(Text-to-region grounding data)
____

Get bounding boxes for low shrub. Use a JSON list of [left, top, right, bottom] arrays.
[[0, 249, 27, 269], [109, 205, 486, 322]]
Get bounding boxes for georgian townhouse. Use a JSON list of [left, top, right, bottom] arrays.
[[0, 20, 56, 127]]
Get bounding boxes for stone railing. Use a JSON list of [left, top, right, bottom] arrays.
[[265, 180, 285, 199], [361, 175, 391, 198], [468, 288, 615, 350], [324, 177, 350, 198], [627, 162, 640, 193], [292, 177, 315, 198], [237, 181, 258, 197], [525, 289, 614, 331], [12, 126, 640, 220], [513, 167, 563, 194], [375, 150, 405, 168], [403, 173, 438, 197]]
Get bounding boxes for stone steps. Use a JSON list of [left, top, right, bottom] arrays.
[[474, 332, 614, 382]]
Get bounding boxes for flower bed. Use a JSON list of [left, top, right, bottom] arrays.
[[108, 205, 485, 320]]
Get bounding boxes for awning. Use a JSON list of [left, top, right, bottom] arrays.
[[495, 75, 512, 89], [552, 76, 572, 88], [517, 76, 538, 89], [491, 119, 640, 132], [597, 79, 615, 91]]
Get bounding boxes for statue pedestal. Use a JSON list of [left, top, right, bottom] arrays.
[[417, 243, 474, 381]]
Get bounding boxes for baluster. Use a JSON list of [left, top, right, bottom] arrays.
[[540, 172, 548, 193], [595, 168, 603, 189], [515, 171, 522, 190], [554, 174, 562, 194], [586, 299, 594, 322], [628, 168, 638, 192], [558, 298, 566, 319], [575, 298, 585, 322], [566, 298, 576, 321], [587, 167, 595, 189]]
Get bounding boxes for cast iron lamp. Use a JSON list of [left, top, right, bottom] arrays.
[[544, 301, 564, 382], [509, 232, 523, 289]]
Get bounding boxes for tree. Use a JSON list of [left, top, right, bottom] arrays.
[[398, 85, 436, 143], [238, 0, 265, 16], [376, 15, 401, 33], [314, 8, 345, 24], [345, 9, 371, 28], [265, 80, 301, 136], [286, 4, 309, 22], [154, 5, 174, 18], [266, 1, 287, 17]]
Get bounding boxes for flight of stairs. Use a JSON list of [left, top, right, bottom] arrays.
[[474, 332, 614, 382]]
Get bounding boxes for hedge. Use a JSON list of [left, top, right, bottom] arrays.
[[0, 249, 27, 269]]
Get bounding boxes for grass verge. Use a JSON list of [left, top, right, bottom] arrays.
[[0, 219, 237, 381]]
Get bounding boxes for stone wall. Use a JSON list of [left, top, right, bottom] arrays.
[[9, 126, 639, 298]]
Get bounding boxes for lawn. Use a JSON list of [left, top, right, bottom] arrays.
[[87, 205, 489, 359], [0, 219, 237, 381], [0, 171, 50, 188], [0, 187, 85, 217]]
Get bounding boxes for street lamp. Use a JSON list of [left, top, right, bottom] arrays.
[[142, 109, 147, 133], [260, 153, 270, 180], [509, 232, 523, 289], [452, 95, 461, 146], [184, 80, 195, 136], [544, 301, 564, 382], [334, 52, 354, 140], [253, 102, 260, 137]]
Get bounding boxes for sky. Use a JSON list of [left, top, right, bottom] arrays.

____

◆ Work to complete:
Reproduce all of the data above, exactly and without omission.

◆ Written solution:
Get bounding boxes for low shrub. Use a JSON list of [left, top, right, bottom] arrays.
[[0, 249, 27, 269], [109, 205, 486, 322]]
Get bounding boxes for georgian townhouse. Use a JSON list of [left, top, right, bottom] arrays.
[[0, 20, 56, 127]]
Get bounding boxes for stone railing. Use a JSON list of [left, top, right, bottom] arrays.
[[265, 180, 285, 199], [361, 175, 391, 198], [468, 288, 615, 350], [324, 177, 350, 198], [627, 162, 640, 193], [292, 177, 315, 198], [237, 181, 258, 197], [525, 289, 614, 331], [12, 126, 640, 220], [513, 167, 563, 194], [375, 150, 405, 168], [403, 173, 438, 197]]
Get bounding boxes for stone steps. Use a JSON list of [left, top, right, bottom] arrays.
[[474, 332, 614, 382]]
Get bounding boxes for flower bed. Use a JSON list of [left, top, right, bottom] arrays.
[[108, 205, 485, 320]]
Get bounding boxes for awning. Use a JSON list of [left, top, right, bottom] arrays.
[[495, 75, 512, 89], [552, 76, 572, 88], [517, 76, 538, 89], [491, 119, 640, 132], [597, 79, 615, 91]]
Get bounding boxes for statue pedestal. Use a JSON list of [left, top, right, bottom] arrays.
[[417, 243, 474, 381]]
Get bounding boxes for baluster. Use a JSON list of [left, top, right, bottom] arrays.
[[540, 172, 548, 193], [595, 168, 603, 189], [515, 171, 522, 190], [554, 174, 562, 194], [586, 299, 594, 322], [628, 168, 638, 192], [558, 298, 566, 319], [575, 298, 585, 322], [566, 298, 576, 321], [587, 167, 595, 189]]
Get bounding boxes for cast iron lamp. Use a JSON list of [left, top, right, bottom] arrays.
[[544, 301, 564, 382], [509, 232, 523, 289]]
Get bounding boxes for tree. Use a JSON list of [left, top, right, bottom] arrays.
[[398, 85, 436, 143], [238, 0, 265, 16], [376, 15, 401, 33], [314, 8, 345, 24], [345, 9, 371, 28], [265, 80, 301, 136], [286, 4, 309, 22], [154, 5, 174, 18], [266, 1, 287, 17]]
Get bounding boxes for flight of stairs. Use a JSON list of [left, top, right, bottom] arrays.
[[474, 332, 614, 382]]
Get bounding boxes for hedge. Use a JSON list of [left, top, right, bottom] arrays.
[[0, 249, 27, 269]]
Get bounding boxes for grass verge. Use a JSON list of [left, top, right, bottom] arrays.
[[0, 219, 237, 381]]
Get bounding boxes for stone wall. Use a JSON list of [left, top, right, bottom] arrays.
[[9, 126, 639, 298]]
Get bounding boxes for lawn. Use a JSON list of [left, top, right, bottom] arrays.
[[87, 205, 489, 359], [0, 219, 237, 381], [0, 171, 50, 188], [0, 187, 85, 217]]
Get bounding boxes for street lamp. Use a JSON list of [left, top, right, bottom] arrays.
[[142, 109, 147, 133], [260, 153, 270, 180], [509, 232, 523, 289], [452, 95, 461, 146], [184, 80, 195, 136], [544, 301, 564, 382], [334, 52, 354, 140], [253, 102, 260, 137]]
Get bounding boxes for sky. Use a JSON list of [left, top, right, bottom] arrays.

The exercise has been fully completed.